Short task: Starting at the line that contains "Task: mark the front tire", copy each line through the final one exactly as written.

## Begin Records shown

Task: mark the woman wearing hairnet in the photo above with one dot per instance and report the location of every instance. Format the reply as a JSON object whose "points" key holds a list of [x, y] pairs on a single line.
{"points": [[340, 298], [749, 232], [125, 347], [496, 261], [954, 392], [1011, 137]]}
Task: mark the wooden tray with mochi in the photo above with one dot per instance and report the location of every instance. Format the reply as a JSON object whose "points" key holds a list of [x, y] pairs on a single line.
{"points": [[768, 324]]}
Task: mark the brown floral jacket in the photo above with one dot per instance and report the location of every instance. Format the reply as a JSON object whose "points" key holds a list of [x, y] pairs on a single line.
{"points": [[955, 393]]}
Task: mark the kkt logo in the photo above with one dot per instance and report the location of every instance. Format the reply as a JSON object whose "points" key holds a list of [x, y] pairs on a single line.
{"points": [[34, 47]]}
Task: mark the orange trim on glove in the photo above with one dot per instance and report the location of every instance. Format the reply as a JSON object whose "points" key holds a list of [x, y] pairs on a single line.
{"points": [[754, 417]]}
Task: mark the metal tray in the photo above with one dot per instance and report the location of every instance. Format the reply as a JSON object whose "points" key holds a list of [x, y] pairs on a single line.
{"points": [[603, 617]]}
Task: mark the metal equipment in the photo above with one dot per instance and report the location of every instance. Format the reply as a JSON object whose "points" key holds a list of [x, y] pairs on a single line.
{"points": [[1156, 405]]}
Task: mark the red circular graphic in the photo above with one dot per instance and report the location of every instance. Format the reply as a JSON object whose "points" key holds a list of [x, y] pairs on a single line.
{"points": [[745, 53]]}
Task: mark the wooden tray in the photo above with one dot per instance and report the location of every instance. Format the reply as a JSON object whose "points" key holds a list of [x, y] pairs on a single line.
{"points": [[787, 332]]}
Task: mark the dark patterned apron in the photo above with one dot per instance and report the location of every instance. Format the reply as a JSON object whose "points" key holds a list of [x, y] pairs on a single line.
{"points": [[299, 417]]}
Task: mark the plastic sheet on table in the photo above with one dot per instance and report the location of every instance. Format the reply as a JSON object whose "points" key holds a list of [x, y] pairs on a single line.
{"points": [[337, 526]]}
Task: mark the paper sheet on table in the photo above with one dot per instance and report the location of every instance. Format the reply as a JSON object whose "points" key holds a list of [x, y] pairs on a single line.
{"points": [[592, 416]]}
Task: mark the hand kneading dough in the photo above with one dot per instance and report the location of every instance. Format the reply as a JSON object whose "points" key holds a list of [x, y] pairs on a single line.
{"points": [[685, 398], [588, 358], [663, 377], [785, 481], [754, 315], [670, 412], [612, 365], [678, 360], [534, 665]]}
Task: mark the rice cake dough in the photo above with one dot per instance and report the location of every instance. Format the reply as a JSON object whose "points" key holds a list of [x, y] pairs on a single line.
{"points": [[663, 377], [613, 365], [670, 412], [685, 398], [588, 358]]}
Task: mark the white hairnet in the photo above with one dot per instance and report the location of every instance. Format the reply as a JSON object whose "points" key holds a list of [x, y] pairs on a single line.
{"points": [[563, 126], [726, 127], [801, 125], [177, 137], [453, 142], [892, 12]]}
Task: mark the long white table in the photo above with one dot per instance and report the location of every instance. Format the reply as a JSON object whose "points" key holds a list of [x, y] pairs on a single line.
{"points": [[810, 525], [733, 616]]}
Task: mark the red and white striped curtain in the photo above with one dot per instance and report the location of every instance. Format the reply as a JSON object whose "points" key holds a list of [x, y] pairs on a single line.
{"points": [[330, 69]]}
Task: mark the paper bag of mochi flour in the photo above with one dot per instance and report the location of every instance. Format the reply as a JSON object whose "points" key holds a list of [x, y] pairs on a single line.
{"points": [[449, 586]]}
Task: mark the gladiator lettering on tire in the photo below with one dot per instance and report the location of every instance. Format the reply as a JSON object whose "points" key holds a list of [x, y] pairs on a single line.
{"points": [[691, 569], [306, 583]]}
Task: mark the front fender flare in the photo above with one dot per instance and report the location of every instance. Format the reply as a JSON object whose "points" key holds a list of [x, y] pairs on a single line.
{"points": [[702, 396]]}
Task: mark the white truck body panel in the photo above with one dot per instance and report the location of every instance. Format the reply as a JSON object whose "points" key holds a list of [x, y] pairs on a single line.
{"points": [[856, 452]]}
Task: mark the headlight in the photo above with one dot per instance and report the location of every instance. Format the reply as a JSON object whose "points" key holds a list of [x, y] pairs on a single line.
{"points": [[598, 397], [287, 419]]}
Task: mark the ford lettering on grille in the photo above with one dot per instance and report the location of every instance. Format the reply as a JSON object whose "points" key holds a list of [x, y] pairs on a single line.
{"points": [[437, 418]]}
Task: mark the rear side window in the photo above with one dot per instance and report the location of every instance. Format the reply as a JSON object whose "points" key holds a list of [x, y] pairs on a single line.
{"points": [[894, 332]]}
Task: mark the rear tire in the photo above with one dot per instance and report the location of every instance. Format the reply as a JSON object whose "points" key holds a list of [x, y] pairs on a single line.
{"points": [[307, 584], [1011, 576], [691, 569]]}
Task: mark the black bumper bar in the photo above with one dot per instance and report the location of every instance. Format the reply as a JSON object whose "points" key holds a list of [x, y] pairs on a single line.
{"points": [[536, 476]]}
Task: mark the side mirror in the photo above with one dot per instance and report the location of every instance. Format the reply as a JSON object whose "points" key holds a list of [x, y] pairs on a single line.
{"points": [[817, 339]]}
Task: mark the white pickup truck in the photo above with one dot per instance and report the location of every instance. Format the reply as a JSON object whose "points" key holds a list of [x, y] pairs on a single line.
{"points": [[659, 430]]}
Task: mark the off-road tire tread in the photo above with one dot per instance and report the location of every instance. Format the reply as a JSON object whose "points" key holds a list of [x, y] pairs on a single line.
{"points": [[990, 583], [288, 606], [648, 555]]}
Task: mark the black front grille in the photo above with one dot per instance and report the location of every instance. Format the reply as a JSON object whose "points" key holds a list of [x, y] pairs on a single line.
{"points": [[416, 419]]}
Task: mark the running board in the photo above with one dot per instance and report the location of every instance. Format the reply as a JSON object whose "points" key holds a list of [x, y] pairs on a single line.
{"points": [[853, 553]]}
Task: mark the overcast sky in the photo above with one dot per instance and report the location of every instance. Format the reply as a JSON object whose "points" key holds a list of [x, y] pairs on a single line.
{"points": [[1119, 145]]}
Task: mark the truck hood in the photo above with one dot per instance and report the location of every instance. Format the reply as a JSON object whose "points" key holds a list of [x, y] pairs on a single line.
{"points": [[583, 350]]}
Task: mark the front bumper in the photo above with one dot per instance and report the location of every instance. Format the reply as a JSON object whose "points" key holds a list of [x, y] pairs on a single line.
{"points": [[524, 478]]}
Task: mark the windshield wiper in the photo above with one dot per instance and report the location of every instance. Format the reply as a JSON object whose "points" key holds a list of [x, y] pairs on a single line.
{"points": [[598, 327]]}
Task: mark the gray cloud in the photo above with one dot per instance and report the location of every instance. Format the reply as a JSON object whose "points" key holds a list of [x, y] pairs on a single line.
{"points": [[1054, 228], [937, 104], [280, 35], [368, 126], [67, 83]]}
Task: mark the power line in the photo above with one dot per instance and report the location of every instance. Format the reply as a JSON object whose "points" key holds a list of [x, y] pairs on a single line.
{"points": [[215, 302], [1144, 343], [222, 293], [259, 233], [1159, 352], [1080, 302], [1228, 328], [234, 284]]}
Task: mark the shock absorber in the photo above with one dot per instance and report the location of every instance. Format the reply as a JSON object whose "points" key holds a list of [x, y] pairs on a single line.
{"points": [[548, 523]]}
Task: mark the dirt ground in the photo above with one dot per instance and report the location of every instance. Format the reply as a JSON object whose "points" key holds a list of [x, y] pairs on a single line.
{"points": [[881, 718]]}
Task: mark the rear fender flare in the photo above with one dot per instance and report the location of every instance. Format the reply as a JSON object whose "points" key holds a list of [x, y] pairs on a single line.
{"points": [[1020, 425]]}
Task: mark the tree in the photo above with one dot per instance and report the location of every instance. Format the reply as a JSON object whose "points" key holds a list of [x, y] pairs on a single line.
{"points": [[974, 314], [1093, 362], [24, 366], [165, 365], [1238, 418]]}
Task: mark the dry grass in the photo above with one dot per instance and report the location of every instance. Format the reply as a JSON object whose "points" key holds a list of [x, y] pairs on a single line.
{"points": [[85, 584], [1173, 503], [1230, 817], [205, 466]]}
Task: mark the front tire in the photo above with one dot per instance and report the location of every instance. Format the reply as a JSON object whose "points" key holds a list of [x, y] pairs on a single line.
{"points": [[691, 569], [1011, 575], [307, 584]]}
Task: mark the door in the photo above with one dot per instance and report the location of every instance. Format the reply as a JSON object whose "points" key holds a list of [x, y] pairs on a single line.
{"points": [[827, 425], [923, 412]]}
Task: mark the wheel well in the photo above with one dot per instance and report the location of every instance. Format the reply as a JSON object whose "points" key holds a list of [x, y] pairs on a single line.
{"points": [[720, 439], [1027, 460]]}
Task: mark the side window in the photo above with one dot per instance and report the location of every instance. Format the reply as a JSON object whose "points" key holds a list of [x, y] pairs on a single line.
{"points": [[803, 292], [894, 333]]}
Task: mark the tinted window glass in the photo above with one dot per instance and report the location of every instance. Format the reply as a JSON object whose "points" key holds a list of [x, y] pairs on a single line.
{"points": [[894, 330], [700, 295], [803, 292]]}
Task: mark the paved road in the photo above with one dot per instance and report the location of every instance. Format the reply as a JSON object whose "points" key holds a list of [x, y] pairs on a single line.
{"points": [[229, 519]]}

## End Records shown

Reply to the task:
Task: mark the front tire in the photo above with one dot per instance and report the location of every instance. Format the reply as a JSON object whose "points" key holds a list of [x, y] pairs on a single line.
{"points": [[691, 569], [1011, 575], [307, 584]]}
Task: mark the door in the photo above with one dot per instance and report the location of every instance. Format the reply as a JSON object whose "points" key holds a list of [x, y] pairs on a single line.
{"points": [[827, 425], [923, 412]]}
Task: mark the wheel well in the photo above with one dot per instance and report the location of every instance. Format the reply as a JSON object whose "points" key holds a list of [x, y] pairs on a single line.
{"points": [[720, 439], [1027, 460]]}
Task: mark the side window in the photo above with one dot per instance and report the location of every instance. Format the reply as a JSON object whose "points" key holds a list of [x, y] pairs on a single line.
{"points": [[803, 292], [894, 333]]}
Task: mark the tinted window glass in the photo above with one dot per instance and report the location of every instance. Format the reply as a JSON object whose "points" key holds a list of [x, y] pairs on a single line.
{"points": [[894, 330], [700, 295], [803, 292]]}
Task: mark the paved road in the photo above with one dot per instance and report the location of every instance. Format the reply as a JSON object whose "points" key holds a list of [x, y] pairs on a single line.
{"points": [[229, 519]]}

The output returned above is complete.